Metin alıntısı:
#####
Bugün kısaca kolonilerimde çıta çekmeden
besin kontrollerini uyguladım ve sizler ile
paylaştım,umarım arıcılığa yeni başlayan
arı dostlarına yardımcı olmuştur.

Arınız ve Balınız bol olsun.

Selamlar.




16 Ocak 2011 Pazar

Şükürler olsun,hepsi uçuyor.....


Selam arı dostları,
Hava sıcaklığı bugün çok güzeldi +20 C°derece ile
güneşliydi hava ve rüzgar hiç yoktu.
Arılarım bu güneşli ve rüzgarsız zamanı
iyi değerlendirdiler ve bütün kovanlarımda uçuş vardı,
polen taşıyan arı görmedim.


Doğada koloniler sonbahara kadar
bal ve polen stoklarını depolarlar ve kış için
hazırlıklar yapılır,bizim yaptığımızda onların doğal
yaşantısından farklı bir şey değildir.

Ben kendim sonbaharda besin ve varroa mücadelesini
zamanında yapmaya çalışıyorum,faydasınıda
fazlasıyla görüyorum.



Arılarımın tekrar uçmalarını görmek beni çok
sevindiriyor,yaptığım işlemlerin doğru olduğunun
kanıtı olarak arılarımın güneşi gördüğünde hepsinin
dışarıya büyük bir vızıltıyla uçmaya çıktıklarında arıcı olarak
çok sevindirici benim için,
benim sorumlu olduğum canlılara yapabileceğim en iyi
bakımı elimden geldiği kadar uygulamaya çalışıyorum,
çünkü onlar bunu çok ama çok hak ediyorlar.
#####
Yapılacak çalışmalar:
A - Metin alıntısında, bütün kovanlarda uçuş olan gün hangi arıların görülmediği söyleniyor?
B - Aşağıdaki ifadelerin her biri metin alıntısıyla uyuşuyor mu? Her biri için evet ya da hayır deyin ve kararı belirleyen sözleri metinden aynen alıntılayın.
(i) Sıcaklığın +20 C° olduğu gün hava rüzgârlıydı.
(ii) Yazar sonbaharda besin ve varroa mücadelesini zamanında yapmaya çalışıyor.
(iii) Besin kontrolleri çıta çekilerek yapıldı.

Veri içeriği:
#####
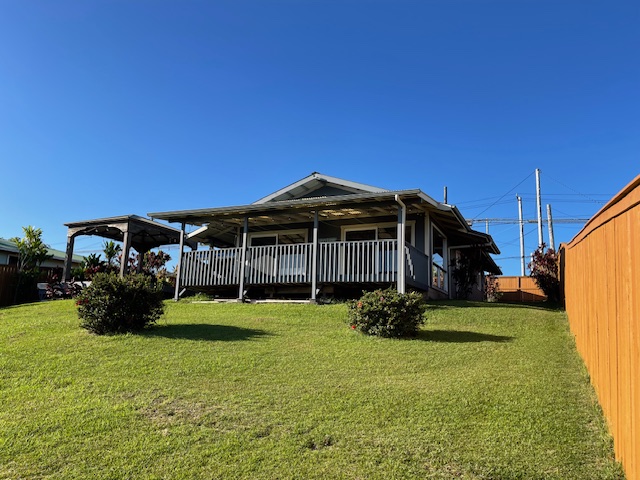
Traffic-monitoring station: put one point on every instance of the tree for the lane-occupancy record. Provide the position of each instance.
#####
Tam yanıtlar:
A - O gün polen taşıyan arı görülmedi.

B -
(i) Hayır: "rüzgar hiç yoktu"
(ii) Evet: "Ben kendim sonbaharda besin ve varroa mücadelesini zamanında yapmaya çalışıyorum"
(iii) Hayır: "kolonilerimde çıta çekmeden besin kontrollerini uyguladım"